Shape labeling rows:
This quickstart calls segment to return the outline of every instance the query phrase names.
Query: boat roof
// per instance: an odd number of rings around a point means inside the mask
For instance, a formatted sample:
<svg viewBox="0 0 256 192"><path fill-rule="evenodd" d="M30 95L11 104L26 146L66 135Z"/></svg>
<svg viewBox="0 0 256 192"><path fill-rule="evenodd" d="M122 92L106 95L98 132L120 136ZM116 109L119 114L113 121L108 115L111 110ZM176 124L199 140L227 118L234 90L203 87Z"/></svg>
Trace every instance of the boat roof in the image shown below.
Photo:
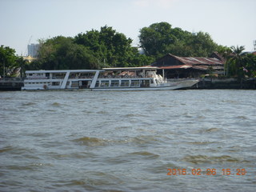
<svg viewBox="0 0 256 192"><path fill-rule="evenodd" d="M102 68L103 70L157 70L157 66L139 66L139 67L114 67Z"/></svg>
<svg viewBox="0 0 256 192"><path fill-rule="evenodd" d="M46 74L46 73L84 73L84 72L96 72L96 71L104 71L101 70L26 70L26 74Z"/></svg>

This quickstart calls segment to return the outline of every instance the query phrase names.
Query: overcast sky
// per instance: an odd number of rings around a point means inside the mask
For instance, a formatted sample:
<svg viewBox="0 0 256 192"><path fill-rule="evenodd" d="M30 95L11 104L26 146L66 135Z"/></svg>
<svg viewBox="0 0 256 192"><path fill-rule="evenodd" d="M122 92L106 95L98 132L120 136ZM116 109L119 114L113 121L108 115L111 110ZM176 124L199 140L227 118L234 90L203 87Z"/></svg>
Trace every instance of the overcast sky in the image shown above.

What the task requires: Repeat the rows above exactly as they appear, leaving out the pictures.

Exercise result:
This quickstart calls segment to return the outline of every instance the query phrase names.
Query: boat roof
// per instance: an odd number of rings around a point means inside the mask
For instance, a formatted sample:
<svg viewBox="0 0 256 192"><path fill-rule="evenodd" d="M30 95L11 104L26 146L66 135Z"/></svg>
<svg viewBox="0 0 256 192"><path fill-rule="evenodd" d="M122 92L106 95L98 132L120 136ZM116 109L119 114L113 121L108 115L111 110ZM176 124L199 140L227 118L234 90L203 87Z"/></svg>
Trace every instance of the boat roof in the image shown below.
Photo:
<svg viewBox="0 0 256 192"><path fill-rule="evenodd" d="M102 68L103 70L157 70L157 66L139 66L139 67L114 67Z"/></svg>
<svg viewBox="0 0 256 192"><path fill-rule="evenodd" d="M46 74L46 73L84 73L84 72L96 72L96 71L104 71L101 70L26 70L26 74Z"/></svg>

This quickstart calls segment to return the outline of every instance the query phrase names.
Query: overcast sky
// per instance: an odd number of rings around a point means inside the mask
For instance, a formatted sample:
<svg viewBox="0 0 256 192"><path fill-rule="evenodd" d="M30 95L11 104L26 146L66 135Z"/></svg>
<svg viewBox="0 0 256 192"><path fill-rule="evenodd" d="M122 92L106 95L98 132L120 136ZM116 109L119 114L113 121L108 115L111 110ZM176 124L199 140L227 118L234 90L203 87Z"/></svg>
Trace every instance of the overcast sky in the image shown above.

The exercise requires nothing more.